WHAT YOU ARE ASKED TO DO —
The post on generationally-neutral fiscal policies names several government programs whose costs are expected to overwhelm projected GDP. List each of those programs.

Sunday, February 21, 2010

Generationally-Neutral Fiscal Policies

Our nation is facing a day of reckoning of debt. The costs of programs such as Medicare, Social Security and federal pensions will overwhelm any reasonable projection of future GDP in the next 20 or 30 years. While it is questionable if the Baby Boomers actually contributed enough over time to fund their anticipated golden retirement, even if they have done so this money, held in trust, is gone. President Obama recently convened a bipartisan commission to look at these “third rail” political issues, and though I commend the effort I am skeptical of the outcome.

In order to avert what will surely become a generational divide, we need to add another term to the budgeting lexicon. We talk at times about revenue-neutral policies and legislation. We need to speak of generationally-neutral fiscal policies as well. The current post-boomer generation is going to be saddled with trillions of dollars of national debt, and a legacy of unfunded, underfunded and looted mandates. They will refuse, as well they should, to support this burden, and they will have the growing political power to do so. Politicians are demonstrably unable to address this growing problem and be re-elected, and so a non-elected, broadly representative body of multi-partisan financial policy experts needs to vet legislation for generational neutrality. If the cost of a program, other than monies needed for national defense, exceeds the projected revenue of the generation benefiting from and implementing it, then that legislation goes back to Congress. I am ashamed of the fiscal situation that my children are inheriting from my generation and the one just before me, and we need to make the hard choices now to remedy this. If not, we will be passing down “the sins of the fathers unto their children to the third and forth generation. . .” This is not the legacy I want to leave for my children.

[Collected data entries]

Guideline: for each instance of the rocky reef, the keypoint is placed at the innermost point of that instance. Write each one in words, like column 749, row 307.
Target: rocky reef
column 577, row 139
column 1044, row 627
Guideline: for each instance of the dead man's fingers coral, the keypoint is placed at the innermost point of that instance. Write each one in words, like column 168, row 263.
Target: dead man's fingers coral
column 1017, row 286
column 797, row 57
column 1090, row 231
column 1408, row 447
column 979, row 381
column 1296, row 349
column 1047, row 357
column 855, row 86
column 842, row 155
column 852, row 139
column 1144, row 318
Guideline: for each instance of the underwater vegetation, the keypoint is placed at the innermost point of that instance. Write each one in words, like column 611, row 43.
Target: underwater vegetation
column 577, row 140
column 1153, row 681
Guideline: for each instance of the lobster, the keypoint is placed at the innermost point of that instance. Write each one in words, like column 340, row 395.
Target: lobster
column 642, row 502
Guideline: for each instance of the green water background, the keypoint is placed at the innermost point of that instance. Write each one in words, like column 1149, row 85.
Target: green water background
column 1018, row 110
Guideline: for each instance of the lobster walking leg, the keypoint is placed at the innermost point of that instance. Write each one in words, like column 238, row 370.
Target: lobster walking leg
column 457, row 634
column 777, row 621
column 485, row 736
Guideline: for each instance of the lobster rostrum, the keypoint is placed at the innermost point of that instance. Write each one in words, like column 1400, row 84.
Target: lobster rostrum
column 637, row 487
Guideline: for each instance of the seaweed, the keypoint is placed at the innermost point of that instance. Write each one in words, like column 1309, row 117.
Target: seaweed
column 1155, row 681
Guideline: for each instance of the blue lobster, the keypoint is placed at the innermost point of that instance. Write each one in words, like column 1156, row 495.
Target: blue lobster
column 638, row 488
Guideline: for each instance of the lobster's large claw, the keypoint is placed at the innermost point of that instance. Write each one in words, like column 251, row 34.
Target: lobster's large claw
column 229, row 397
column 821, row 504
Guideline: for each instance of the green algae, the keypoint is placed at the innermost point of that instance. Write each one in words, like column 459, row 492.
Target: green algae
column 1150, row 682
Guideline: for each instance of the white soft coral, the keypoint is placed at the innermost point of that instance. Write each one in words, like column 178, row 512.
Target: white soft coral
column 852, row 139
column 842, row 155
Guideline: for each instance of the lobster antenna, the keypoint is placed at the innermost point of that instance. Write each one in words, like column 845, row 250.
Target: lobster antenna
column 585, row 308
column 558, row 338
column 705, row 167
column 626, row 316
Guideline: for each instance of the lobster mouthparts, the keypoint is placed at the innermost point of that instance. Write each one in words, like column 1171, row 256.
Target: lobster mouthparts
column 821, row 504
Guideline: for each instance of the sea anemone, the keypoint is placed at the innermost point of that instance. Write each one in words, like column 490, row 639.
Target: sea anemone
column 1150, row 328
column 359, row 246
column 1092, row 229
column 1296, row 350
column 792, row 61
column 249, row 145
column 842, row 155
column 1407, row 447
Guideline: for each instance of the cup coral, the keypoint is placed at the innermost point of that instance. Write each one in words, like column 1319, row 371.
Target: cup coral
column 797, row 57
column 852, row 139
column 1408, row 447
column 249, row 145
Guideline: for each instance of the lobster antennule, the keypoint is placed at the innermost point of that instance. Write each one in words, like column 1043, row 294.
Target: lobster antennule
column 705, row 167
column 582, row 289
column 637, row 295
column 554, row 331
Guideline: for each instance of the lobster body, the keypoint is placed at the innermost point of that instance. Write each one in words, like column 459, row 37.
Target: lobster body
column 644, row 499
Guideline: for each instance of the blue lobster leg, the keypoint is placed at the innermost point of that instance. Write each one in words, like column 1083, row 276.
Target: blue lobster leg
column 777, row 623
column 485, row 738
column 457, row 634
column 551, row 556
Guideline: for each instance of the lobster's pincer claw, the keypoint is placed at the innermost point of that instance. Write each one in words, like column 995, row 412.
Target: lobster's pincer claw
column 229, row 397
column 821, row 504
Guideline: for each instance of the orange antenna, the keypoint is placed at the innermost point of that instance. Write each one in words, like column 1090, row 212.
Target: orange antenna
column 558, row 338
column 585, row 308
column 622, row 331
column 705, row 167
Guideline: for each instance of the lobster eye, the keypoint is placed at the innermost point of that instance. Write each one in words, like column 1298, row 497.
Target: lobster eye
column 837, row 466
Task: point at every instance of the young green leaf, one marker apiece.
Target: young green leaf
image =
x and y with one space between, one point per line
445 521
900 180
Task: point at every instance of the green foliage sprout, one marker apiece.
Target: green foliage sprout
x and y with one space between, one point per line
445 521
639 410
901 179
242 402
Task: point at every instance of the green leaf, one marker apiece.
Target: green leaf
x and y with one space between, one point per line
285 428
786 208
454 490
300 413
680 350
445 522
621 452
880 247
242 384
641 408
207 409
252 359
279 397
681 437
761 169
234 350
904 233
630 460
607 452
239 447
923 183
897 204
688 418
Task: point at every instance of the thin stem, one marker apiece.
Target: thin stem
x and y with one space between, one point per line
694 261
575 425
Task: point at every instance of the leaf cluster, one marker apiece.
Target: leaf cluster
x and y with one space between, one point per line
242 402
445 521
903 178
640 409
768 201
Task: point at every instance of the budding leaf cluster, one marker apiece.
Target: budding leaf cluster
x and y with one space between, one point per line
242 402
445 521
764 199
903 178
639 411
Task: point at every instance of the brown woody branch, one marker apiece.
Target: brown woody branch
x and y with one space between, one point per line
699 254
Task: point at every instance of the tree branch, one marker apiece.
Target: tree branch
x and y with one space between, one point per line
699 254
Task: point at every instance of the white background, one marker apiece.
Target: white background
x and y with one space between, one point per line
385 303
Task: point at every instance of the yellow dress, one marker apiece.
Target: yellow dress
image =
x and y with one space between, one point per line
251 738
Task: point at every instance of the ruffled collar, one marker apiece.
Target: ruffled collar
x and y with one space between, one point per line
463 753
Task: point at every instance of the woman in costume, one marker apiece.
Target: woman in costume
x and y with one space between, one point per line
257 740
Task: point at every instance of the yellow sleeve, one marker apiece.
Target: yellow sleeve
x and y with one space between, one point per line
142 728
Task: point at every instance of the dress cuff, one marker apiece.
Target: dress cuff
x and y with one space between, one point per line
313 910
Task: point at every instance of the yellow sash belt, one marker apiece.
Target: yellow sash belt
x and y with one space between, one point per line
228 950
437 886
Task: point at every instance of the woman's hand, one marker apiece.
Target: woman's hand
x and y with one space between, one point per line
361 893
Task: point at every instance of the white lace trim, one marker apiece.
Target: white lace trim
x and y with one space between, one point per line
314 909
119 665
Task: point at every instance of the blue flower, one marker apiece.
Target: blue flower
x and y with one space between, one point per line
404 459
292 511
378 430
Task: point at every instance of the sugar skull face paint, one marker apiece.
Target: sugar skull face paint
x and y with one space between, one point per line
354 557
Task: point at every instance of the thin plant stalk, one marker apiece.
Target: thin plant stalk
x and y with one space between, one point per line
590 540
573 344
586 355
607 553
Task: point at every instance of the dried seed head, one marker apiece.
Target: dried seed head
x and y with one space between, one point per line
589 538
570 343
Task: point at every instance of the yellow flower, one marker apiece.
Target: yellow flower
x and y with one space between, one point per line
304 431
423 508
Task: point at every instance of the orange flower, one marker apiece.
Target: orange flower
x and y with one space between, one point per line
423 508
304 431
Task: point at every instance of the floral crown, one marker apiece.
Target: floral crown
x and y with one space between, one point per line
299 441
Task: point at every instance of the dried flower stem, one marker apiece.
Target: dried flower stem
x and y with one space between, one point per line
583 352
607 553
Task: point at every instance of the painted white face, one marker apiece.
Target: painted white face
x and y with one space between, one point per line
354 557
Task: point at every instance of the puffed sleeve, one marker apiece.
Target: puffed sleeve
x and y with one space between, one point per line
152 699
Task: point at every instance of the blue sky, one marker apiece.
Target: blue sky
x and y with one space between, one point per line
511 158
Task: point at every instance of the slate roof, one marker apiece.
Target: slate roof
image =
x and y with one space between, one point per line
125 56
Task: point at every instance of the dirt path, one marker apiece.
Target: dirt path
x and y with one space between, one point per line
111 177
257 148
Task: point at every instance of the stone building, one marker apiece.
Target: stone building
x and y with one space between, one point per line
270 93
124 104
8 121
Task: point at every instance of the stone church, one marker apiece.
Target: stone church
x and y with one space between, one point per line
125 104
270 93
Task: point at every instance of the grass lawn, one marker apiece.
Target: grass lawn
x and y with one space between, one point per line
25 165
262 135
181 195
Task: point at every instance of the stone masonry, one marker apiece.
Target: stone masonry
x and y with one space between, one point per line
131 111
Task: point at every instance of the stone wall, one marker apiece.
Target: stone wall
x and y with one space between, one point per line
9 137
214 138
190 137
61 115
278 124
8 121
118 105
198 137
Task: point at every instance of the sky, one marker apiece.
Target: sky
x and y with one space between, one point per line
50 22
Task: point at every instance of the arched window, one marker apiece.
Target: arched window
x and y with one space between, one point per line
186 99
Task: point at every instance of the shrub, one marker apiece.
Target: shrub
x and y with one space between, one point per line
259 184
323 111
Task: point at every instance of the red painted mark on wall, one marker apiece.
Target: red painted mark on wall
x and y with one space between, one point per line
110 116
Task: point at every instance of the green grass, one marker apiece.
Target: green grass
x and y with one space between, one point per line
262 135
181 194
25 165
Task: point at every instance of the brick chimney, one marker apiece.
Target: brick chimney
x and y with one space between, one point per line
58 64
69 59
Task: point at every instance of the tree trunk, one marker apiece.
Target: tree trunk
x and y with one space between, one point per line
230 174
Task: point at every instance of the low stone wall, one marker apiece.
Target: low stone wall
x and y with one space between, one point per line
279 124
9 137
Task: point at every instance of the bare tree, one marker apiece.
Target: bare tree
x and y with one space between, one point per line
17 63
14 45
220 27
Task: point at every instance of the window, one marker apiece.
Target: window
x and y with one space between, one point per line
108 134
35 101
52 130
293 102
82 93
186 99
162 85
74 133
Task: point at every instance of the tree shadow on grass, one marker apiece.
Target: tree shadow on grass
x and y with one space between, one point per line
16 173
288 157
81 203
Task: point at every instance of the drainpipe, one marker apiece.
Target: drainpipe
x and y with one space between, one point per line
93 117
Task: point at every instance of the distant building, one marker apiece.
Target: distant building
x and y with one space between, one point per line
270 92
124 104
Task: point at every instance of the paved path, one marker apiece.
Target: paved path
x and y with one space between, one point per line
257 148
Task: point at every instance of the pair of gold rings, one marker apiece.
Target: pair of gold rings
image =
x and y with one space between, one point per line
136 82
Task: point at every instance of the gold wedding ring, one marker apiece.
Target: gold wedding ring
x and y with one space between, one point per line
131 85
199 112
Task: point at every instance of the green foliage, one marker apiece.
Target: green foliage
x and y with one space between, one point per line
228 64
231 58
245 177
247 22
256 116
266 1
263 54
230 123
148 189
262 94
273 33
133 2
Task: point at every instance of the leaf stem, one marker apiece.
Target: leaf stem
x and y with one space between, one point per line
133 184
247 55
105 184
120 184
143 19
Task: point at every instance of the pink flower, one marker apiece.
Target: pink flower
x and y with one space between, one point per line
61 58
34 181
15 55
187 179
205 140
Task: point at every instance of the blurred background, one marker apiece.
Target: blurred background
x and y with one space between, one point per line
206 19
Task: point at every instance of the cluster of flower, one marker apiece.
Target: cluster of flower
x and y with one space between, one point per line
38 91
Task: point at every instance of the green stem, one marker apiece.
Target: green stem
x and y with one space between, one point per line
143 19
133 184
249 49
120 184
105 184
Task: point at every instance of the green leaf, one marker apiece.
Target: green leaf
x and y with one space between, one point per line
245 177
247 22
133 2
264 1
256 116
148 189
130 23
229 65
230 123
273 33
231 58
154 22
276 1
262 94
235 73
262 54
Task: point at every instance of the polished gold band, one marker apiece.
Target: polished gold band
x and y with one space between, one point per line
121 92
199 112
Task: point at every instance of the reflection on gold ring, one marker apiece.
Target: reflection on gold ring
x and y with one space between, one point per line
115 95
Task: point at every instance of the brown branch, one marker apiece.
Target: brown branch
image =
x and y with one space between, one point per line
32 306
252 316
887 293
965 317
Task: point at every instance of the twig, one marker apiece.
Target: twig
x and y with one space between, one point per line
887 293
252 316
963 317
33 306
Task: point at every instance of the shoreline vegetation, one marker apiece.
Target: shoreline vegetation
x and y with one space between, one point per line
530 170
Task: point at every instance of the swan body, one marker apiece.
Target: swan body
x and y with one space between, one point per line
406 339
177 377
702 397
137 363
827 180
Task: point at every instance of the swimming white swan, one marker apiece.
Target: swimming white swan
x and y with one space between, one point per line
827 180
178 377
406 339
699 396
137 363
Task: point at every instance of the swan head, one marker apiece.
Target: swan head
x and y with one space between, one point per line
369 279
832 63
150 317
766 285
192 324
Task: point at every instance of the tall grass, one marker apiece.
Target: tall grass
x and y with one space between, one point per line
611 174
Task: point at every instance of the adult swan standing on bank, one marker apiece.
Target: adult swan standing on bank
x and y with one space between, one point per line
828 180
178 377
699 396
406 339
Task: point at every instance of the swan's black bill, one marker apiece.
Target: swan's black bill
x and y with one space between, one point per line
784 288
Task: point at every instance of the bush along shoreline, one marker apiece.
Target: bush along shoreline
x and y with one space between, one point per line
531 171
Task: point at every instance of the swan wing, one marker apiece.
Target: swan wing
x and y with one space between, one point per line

OUTPUT FOR THIS EXERCISE —
Medicare, Social Security, federal pensions